=== INPUT RECORDS ===
[BEGIN]
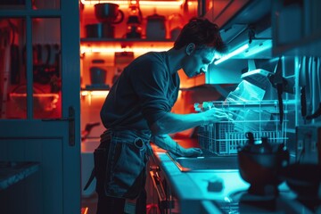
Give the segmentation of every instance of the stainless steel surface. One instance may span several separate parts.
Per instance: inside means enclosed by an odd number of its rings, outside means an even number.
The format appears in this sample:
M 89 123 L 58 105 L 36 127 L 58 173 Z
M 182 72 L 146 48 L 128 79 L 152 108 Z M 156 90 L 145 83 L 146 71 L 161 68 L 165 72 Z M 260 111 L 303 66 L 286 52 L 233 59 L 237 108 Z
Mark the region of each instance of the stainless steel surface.
M 181 171 L 194 171 L 203 169 L 237 169 L 237 157 L 219 157 L 209 151 L 203 151 L 203 155 L 194 158 L 179 157 L 167 152 Z

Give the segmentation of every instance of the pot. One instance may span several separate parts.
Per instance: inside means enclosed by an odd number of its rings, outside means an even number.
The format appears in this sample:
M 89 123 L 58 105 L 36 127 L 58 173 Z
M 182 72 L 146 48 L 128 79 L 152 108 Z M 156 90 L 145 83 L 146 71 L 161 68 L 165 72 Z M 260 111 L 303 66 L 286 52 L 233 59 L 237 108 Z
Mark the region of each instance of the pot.
M 146 37 L 151 39 L 166 38 L 165 16 L 153 14 L 147 16 Z
M 109 22 L 88 24 L 85 26 L 86 37 L 115 37 L 115 27 Z
M 251 185 L 248 192 L 258 195 L 278 194 L 277 186 L 283 181 L 278 173 L 289 162 L 288 151 L 283 144 L 269 144 L 265 137 L 261 144 L 254 144 L 251 135 L 248 138 L 248 144 L 237 153 L 241 177 Z
M 111 24 L 119 24 L 124 20 L 124 12 L 119 10 L 119 5 L 113 3 L 95 4 L 95 14 L 98 21 Z
M 107 70 L 100 67 L 91 67 L 89 70 L 92 85 L 105 85 Z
[END]
=== WHAT TO WORK ON ===
Quote verbatim the line containing "Give the segmentation of every instance of the pot." and every line after it through the end of the records above.

=== RESULT FOR THIS EXERCISE ===
Give the segmentation of every instance of the pot. One instance may span several separate parts.
Per instance: inside means enclosed by an odd number of its rings, outside means an even number.
The format appears in this sample:
M 89 123 L 58 105 L 36 127 L 58 173 Z
M 182 72 L 146 48 L 128 79 L 152 108 Z M 156 90 L 145 83 L 146 71 L 161 68 L 165 72 Z M 260 111 L 303 66 L 286 52 L 233 59 L 237 108 Z
Mark the region of each instance of the pot.
M 146 37 L 151 39 L 166 38 L 165 16 L 153 14 L 147 16 Z
M 109 22 L 88 24 L 85 26 L 86 37 L 115 37 L 115 27 Z
M 251 185 L 248 192 L 258 195 L 278 194 L 277 186 L 283 181 L 278 173 L 289 162 L 288 151 L 283 144 L 269 144 L 265 137 L 261 144 L 254 144 L 251 135 L 248 138 L 248 144 L 237 153 L 241 177 Z
M 111 24 L 119 24 L 124 20 L 124 12 L 119 10 L 119 5 L 113 3 L 95 4 L 95 14 L 98 21 Z
M 107 70 L 100 67 L 91 67 L 89 70 L 92 85 L 105 85 Z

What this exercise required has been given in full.